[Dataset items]
|---|
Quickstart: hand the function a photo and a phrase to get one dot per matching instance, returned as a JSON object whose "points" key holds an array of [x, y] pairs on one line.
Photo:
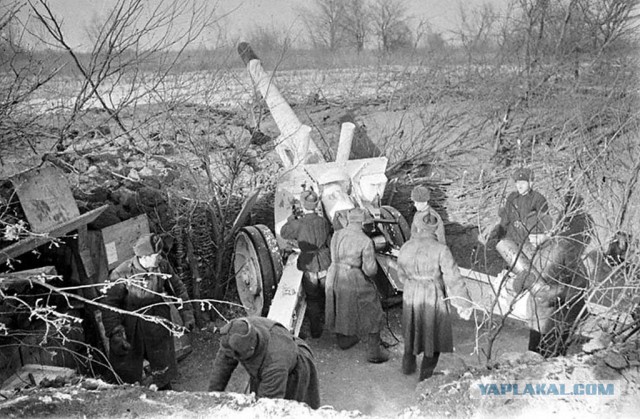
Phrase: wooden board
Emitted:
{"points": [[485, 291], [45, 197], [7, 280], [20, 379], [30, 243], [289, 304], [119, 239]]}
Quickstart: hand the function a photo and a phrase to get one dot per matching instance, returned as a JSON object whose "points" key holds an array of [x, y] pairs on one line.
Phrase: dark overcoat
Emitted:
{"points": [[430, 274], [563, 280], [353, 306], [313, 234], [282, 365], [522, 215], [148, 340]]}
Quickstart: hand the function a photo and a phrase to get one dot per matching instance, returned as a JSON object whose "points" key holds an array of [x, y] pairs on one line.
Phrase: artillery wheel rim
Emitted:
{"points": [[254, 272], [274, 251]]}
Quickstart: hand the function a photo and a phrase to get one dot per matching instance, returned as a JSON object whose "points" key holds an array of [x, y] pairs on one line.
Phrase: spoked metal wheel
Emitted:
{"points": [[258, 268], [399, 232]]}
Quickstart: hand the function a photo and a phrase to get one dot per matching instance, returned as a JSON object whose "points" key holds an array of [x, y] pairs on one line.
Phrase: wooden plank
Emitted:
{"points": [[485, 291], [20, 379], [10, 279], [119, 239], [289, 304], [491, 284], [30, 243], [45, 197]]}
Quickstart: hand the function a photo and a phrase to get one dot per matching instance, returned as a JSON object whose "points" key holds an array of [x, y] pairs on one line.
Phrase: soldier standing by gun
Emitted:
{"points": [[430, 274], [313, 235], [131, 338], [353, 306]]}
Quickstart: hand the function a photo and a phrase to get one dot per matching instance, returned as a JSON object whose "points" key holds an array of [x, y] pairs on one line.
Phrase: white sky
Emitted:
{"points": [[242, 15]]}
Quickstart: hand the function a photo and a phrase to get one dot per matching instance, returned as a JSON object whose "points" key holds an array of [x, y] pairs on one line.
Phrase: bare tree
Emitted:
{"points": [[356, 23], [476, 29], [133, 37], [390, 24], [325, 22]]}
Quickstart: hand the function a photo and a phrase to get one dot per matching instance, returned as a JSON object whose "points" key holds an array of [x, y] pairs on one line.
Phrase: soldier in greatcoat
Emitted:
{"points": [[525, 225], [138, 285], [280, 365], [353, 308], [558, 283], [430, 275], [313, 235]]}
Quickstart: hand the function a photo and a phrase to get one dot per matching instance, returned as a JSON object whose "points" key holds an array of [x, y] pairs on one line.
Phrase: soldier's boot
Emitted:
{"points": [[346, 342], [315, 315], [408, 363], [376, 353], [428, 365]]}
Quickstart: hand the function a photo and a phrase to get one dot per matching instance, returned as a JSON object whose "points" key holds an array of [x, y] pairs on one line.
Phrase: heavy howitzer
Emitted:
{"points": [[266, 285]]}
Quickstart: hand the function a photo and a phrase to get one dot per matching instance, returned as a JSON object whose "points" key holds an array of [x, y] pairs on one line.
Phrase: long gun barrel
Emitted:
|---|
→ What is being asked
All the lines above should be reproduced exactly, and none of the pictures.

→ Written answer
Quickstart: hand the function a photo and a phrase to get one dot per matching instance, returned as a JSON object whose "points" key holds an array of [x, y] pairs on one line.
Photo:
Phrase: wooden board
Emitted:
{"points": [[485, 291], [45, 197], [7, 280], [20, 379], [30, 243], [289, 304], [119, 239]]}
Quickstart: hand the function a photo and a phrase to get one dot per matching instance, returned as a JSON object whose "points" key holds an array of [x, y] pairs on one line.
Phrase: dark overcoat
Emitted:
{"points": [[430, 274], [563, 280], [353, 306], [313, 234], [282, 365], [522, 215], [148, 340]]}
Quickstart: hand the function a photo and a phrase to get one dot per matching instance, returned as a JSON object whose "points" key holds an array of [x, y] pairs on one line.
Phrase: artillery wheel rim
Emitted:
{"points": [[254, 272], [274, 251]]}
Quickstart: hand the function a photo and a phrase to get one dot per matching instance, returned as a JSON object whose "points" key holds an array of [x, y] pairs on one line.
Phrase: spoked metal wheel
Emitted:
{"points": [[258, 268], [399, 232]]}
Quickstart: hand the function a photo and a phrase to get one dot per matching instance, returned as a JSON object whose "points" key holds an array of [x, y] pairs on one line.
Phrase: wooden plank
Emitted:
{"points": [[485, 291], [20, 379], [10, 279], [119, 239], [289, 304], [491, 284], [30, 243], [45, 197]]}
Quickstart: hand the function a photo and a phrase to get one dot per matching instance, returned as a JSON object whose "points" key holds an array of [x, y] pairs on one line.
Phrase: soldier standing by gun
Emitted:
{"points": [[430, 274], [313, 235], [131, 338], [353, 306]]}
Quickstart: hand the function a photo and a phrase to get one dot per matching instance, returned as a JSON object whose "points" key holds an array of [x, y] pairs on one line.
Phrase: white sky
Emitted:
{"points": [[242, 15]]}
Quickstart: hand the function a photo and a phrase to get one dot per matching instance, returned as a JSON object whose "points" key holds an array of [x, y] pairs on one line.
Phrase: bare tree
Emitted:
{"points": [[356, 23], [476, 29], [133, 37], [390, 24], [325, 22]]}
Quickstart: hand the function a photo and a phrase to get one dot per matching instance, returned as a JSON object whose "points" key holds an array of [x, y] pairs on one line.
Phrase: soldier in greatcoat
Emitted:
{"points": [[525, 225], [138, 285], [280, 365], [353, 308], [558, 283], [430, 275], [313, 235]]}
Quickstart: hand the function a photo and a phrase to get one dot per matching instance, returned as a JSON object whose "points" key holds an array of [x, y] pairs on one line.
Phrase: soldier's boot
Emitted:
{"points": [[346, 342], [315, 315], [408, 363], [376, 353], [428, 365]]}
Quickstart: hand the function a photo and a phrase to get one dot per matching instance, returned as a JSON object whose "points" key holds an array of [x, y] pairs on one line.
Phrase: heavy howitzer
Emitted:
{"points": [[266, 285]]}
Quickstart: hand the function a photo and a phrase to get one dot per matching instance, returned as a JSON object whose "points" key holds an array of [x, y] pairs on one line.
Phrase: long gun barrel
Emitted:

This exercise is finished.